HTML and XHTML are not the same, and every version of HTML is an application of SGML
No. XHTML is eXtensible HTML. That's what it stands for, and it was named that because that's what it is.
I am sorry, but that is incorrect. XHTML is HTML's successor, not merely the XML version of HTML. The goal of XHTML is to replace HTML with a saner, reformulated model for representing hypertext on the web. Yes, the initial versions of XHTML were designed to be backward compatible with HTML, but that goal is only for transition; XHTML 2, for instance, breaks compatibility with HTML and enters entirely new territory. Got it? HTML is one family of markup languages, whose line ended with HTML 4, and XHTML is another family of markup languages that replaces HTML and whose initial versions are backward compatible with HTML.

XHTML "is" HTML only the layman's sense that HTML means "the mysterious stuff programmers write to make web pages."

Yes, if Perlmonks pages are served out as HTML4, then it's technically okay to omit closing tags as per the HTML4 spec, on Perlmonks.

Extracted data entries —

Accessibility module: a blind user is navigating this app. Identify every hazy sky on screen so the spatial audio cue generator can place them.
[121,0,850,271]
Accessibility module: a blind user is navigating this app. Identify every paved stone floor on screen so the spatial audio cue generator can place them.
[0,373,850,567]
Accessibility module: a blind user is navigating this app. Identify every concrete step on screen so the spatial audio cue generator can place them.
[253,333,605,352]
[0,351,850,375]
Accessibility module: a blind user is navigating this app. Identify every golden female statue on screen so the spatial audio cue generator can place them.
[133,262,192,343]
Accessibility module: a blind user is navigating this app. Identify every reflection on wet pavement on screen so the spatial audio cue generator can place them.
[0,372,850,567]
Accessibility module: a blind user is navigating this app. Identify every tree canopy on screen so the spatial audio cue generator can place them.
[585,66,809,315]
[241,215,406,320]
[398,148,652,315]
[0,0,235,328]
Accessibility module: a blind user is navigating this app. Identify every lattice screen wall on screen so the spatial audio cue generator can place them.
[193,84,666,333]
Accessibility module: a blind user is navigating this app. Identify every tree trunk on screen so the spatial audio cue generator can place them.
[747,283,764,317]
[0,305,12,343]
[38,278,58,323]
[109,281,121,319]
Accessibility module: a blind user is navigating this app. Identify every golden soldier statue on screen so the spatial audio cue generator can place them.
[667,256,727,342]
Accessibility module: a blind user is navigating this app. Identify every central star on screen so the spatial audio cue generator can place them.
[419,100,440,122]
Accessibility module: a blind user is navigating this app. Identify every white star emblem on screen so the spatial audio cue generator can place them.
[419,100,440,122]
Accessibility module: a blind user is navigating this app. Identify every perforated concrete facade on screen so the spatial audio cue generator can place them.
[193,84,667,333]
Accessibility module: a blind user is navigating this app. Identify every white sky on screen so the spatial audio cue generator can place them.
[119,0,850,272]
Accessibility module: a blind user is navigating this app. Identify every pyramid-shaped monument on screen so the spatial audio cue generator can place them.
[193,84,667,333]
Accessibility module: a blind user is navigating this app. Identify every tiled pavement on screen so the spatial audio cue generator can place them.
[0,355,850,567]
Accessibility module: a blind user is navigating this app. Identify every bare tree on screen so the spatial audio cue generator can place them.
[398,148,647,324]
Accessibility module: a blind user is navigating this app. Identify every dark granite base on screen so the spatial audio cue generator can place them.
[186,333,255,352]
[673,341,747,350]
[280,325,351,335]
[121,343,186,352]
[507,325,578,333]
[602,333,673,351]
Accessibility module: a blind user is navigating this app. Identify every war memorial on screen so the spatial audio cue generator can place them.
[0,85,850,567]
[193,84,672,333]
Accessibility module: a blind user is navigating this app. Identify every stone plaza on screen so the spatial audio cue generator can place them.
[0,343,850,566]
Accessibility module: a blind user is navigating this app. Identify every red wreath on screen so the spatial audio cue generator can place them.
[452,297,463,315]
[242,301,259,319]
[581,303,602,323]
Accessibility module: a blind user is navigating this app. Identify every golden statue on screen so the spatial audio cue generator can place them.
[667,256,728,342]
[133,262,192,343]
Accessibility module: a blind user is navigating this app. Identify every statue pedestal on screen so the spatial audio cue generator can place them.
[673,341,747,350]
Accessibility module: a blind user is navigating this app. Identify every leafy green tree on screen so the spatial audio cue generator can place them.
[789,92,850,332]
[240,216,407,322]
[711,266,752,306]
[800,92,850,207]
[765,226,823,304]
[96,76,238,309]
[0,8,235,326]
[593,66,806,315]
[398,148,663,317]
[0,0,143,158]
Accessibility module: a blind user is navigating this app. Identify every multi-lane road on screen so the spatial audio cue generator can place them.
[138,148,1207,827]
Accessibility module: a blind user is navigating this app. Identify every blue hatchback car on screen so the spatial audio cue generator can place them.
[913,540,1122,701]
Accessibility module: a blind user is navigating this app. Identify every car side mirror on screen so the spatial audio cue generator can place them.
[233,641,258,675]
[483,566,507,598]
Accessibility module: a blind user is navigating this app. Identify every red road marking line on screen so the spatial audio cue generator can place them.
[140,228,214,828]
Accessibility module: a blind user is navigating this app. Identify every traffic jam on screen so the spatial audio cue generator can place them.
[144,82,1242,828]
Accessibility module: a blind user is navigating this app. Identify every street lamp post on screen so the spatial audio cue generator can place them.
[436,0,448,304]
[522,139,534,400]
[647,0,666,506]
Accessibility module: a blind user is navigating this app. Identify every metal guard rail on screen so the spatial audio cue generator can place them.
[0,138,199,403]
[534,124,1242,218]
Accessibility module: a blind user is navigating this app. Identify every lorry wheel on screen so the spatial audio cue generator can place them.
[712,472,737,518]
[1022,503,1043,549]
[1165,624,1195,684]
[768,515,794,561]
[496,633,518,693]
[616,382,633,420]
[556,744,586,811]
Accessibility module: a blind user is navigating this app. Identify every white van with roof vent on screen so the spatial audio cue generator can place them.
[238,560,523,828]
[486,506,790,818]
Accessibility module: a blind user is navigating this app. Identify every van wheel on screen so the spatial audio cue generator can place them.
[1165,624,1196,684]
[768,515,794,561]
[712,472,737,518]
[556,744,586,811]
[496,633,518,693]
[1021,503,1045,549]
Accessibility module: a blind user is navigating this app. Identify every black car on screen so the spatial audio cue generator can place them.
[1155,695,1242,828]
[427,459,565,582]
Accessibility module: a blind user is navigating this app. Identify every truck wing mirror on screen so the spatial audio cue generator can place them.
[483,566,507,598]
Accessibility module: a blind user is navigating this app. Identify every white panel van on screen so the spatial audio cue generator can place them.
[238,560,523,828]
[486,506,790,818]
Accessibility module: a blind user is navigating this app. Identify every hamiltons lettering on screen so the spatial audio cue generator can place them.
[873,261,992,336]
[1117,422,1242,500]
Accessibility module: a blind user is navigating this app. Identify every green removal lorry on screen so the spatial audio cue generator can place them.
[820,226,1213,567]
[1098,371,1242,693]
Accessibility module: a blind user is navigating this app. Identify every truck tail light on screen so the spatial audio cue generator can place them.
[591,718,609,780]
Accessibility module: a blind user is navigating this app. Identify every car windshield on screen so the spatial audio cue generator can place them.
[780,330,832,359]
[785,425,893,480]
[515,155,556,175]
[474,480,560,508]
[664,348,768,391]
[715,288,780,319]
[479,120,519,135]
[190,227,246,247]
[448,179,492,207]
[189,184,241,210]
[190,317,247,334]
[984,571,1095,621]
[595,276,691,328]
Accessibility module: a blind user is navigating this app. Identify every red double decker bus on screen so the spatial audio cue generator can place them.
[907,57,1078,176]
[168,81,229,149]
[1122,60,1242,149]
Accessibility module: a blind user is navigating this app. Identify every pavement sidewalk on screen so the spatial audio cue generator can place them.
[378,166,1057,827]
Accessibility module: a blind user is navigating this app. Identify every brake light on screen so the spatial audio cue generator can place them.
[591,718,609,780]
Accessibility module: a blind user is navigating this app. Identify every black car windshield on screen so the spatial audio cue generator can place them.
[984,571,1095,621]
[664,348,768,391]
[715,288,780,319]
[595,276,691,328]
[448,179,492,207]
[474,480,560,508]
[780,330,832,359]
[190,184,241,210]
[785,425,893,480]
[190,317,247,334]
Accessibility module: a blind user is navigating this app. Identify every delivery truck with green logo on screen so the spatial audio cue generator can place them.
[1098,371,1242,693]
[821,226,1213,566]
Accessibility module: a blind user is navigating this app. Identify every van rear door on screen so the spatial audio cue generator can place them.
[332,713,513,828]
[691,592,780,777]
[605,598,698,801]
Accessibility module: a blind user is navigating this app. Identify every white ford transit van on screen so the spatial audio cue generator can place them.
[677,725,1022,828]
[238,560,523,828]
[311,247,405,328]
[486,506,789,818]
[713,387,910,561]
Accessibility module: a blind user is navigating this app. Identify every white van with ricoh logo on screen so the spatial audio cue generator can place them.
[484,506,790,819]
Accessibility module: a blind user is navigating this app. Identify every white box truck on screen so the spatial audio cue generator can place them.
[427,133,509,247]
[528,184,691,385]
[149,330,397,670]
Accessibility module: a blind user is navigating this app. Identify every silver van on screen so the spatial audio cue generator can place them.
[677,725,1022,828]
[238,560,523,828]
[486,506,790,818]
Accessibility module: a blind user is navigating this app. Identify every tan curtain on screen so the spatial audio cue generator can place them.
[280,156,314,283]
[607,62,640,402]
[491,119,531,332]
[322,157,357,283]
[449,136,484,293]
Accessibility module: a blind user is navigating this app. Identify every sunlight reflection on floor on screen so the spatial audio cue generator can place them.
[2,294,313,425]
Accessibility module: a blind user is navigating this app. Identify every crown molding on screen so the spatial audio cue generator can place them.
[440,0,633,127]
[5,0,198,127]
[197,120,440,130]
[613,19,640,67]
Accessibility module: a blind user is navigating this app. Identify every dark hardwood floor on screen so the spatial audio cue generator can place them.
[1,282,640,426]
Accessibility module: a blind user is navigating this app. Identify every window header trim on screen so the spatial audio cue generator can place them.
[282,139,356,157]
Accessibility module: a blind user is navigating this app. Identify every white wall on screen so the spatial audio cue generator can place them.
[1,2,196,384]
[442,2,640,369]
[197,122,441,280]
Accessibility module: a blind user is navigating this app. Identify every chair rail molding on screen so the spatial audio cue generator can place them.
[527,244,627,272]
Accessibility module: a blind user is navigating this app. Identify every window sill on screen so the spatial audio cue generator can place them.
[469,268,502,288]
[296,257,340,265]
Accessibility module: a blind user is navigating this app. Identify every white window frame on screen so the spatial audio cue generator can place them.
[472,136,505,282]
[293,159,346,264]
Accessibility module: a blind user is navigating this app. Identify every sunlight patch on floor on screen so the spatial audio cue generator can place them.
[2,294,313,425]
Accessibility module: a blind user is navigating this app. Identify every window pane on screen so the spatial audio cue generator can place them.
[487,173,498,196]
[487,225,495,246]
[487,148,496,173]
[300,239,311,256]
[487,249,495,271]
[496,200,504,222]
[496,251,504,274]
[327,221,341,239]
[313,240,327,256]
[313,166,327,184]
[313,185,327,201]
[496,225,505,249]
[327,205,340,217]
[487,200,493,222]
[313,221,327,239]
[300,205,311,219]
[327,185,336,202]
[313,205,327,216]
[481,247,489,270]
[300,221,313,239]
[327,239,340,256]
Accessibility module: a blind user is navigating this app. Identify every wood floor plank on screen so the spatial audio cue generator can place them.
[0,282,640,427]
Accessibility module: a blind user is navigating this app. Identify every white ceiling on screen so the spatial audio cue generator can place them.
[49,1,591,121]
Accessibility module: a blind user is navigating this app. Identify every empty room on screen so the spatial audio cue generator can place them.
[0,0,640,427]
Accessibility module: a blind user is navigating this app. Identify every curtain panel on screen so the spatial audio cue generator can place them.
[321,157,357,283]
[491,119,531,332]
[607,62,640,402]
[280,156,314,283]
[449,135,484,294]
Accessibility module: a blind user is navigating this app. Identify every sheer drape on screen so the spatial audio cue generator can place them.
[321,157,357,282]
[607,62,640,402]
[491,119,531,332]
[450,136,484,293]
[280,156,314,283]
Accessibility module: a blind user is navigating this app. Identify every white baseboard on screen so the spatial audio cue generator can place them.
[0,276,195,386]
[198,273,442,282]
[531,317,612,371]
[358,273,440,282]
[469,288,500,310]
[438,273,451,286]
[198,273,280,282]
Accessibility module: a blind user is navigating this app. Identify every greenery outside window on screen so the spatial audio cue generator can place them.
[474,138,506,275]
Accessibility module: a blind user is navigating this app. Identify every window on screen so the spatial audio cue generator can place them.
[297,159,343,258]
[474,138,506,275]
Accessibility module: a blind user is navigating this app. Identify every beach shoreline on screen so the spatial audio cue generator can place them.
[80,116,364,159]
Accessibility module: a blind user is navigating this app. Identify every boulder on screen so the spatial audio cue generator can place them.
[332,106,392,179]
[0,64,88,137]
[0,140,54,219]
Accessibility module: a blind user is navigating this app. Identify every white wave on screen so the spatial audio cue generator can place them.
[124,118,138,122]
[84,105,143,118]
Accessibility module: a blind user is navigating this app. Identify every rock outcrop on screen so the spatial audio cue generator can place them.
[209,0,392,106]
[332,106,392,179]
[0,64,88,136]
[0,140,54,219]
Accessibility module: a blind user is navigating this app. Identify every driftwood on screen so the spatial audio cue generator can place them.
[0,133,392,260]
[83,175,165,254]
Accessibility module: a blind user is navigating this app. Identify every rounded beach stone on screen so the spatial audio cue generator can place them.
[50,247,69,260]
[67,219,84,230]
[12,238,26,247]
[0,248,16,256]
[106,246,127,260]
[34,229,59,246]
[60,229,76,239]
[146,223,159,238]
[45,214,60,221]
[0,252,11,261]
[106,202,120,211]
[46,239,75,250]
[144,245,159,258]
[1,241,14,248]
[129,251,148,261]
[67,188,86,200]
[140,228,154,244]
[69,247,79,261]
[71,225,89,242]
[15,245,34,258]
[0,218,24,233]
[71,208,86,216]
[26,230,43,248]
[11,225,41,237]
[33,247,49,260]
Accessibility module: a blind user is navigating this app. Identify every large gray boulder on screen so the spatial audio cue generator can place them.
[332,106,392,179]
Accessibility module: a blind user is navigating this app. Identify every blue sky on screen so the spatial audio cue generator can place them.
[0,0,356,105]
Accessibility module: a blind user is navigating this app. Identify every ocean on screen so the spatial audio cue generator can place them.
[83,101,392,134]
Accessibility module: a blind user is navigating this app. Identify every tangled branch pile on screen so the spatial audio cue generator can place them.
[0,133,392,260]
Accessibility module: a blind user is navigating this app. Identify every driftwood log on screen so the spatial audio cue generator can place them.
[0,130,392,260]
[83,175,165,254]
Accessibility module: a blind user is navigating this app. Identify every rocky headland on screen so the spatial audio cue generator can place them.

THE EXERCISE —
Write out the passage about HTML and XHTML word for word, from "HTML and XHTML" to "compatible with HTML.". Draw only on the passage about HTML and XHTML.

RIGHT ANSWER —
HTML and XHTML are not the same, and every version of HTML is an application of SGML
No. XHTML is eXtensible HTML. That's what it stands for, and it was named that because that's what it is.
I am sorry, but that is incorrect. XHTML is HTML's successor, not merely the XML version of HTML. The goal of XHTML is to replace HTML with a saner, reformulated model for representing hypertext on the web. Yes, the initial versions of XHTML were designed to be backward compatible with HTML, but that goal is only for transition; XHTML 2, for instance, breaks compatibility with HTML and enters entirely new territory. Got it? HTML is one family of markup languages, whose line ended with HTML 4, and XHTML is another family of markup languages that replaces HTML and whose initial versions are backward compatible with HTML.